**Prompt**
Reproduce all of the material, keeping each line intact.

○ ○ ○

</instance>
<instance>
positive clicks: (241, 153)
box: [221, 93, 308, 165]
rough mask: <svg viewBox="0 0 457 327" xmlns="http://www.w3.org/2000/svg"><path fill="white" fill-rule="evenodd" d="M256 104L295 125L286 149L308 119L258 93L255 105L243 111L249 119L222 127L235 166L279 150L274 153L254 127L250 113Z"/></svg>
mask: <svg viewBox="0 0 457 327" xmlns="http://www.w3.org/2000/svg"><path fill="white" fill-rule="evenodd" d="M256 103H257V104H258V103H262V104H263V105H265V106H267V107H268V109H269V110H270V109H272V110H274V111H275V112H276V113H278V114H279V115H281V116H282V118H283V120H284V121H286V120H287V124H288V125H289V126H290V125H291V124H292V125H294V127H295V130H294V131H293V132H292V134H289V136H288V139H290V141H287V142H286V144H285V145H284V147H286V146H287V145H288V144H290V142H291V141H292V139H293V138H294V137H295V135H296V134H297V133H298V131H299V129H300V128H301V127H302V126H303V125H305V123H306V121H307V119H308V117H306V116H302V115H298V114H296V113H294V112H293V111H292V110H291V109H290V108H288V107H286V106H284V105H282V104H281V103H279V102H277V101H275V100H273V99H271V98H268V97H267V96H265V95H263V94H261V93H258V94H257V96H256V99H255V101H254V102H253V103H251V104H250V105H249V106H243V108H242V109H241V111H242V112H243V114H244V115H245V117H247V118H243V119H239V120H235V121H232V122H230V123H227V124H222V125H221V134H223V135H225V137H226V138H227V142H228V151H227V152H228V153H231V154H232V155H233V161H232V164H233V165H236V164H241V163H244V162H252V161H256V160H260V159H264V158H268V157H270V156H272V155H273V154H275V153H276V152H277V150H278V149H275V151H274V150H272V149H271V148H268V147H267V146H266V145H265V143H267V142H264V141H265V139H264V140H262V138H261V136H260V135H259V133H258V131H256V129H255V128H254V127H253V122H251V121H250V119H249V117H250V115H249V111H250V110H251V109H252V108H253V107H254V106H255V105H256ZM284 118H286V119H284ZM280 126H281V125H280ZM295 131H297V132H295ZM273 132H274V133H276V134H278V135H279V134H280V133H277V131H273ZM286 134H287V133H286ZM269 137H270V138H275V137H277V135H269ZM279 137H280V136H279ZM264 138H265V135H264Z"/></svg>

○ ○ ○

**Output of the exercise**
</instance>
<instance>
positive clicks: (241, 153)
box: [221, 93, 308, 165]
rough mask: <svg viewBox="0 0 457 327" xmlns="http://www.w3.org/2000/svg"><path fill="white" fill-rule="evenodd" d="M256 104L295 125L286 149L308 119L258 93L255 105L243 111L249 119L222 127L235 166L279 150L274 153L254 127L250 113Z"/></svg>
mask: <svg viewBox="0 0 457 327" xmlns="http://www.w3.org/2000/svg"><path fill="white" fill-rule="evenodd" d="M256 103H257V104H258V103H262V104H263V105H265V106H267V107H268V109H269V110H270V109H272V110H274V111H275V112H276V113H278V114H279V115H281V116H282V118H283V120H284V121H286V120H287V124H288V125H289V126H290V125H291V124H292V125H294V127H295V130H294V131H293V132H292V134H289V136H288V139H290V141H287V142H286V144H285V145H284V147H286V146H287V145H288V144H290V142H291V141H292V139H293V138H294V137H295V135H296V134H297V133H298V131H299V129H300V128H301V127H302V126H303V125H305V123H306V121H307V119H308V117H306V116H302V115H298V114H296V113H294V112H293V111H292V110H291V109H290V108H288V107H286V106H284V105H282V104H281V103H279V102H277V101H275V100H273V99H271V98H268V97H267V96H265V95H263V94H261V93H258V94H257V96H256V99H255V101H254V102H253V103H251V104H250V105H249V106H243V108H242V109H241V111H242V112H243V114H244V115H245V117H247V118H243V119H239V120H235V121H232V122H230V123H227V124H222V125H221V134H223V135H225V137H226V138H227V142H228V151H227V152H228V153H231V154H232V155H233V161H232V164H233V165H236V164H241V163H244V162H252V161H256V160H260V159H264V158H268V157H270V156H272V155H273V154H275V153H276V152H277V150H278V149H275V151H274V150H272V149H271V148H268V147H267V146H266V145H265V143H267V142H264V141H265V139H264V140H262V138H261V136H260V135H259V133H258V131H256V129H255V128H254V127H253V122H251V121H250V119H249V117H250V115H249V111H250V110H251V109H252V108H253V107H254V106H255V105H256ZM284 118H286V119H284ZM280 126H281V125H280ZM295 131H297V132H295ZM273 132H274V133H276V134H278V135H279V134H280V133H277V131H273ZM286 134H287V133H286ZM269 137H270V138H275V137H277V135H269ZM279 137H280V136H279ZM264 138H265V135H264Z"/></svg>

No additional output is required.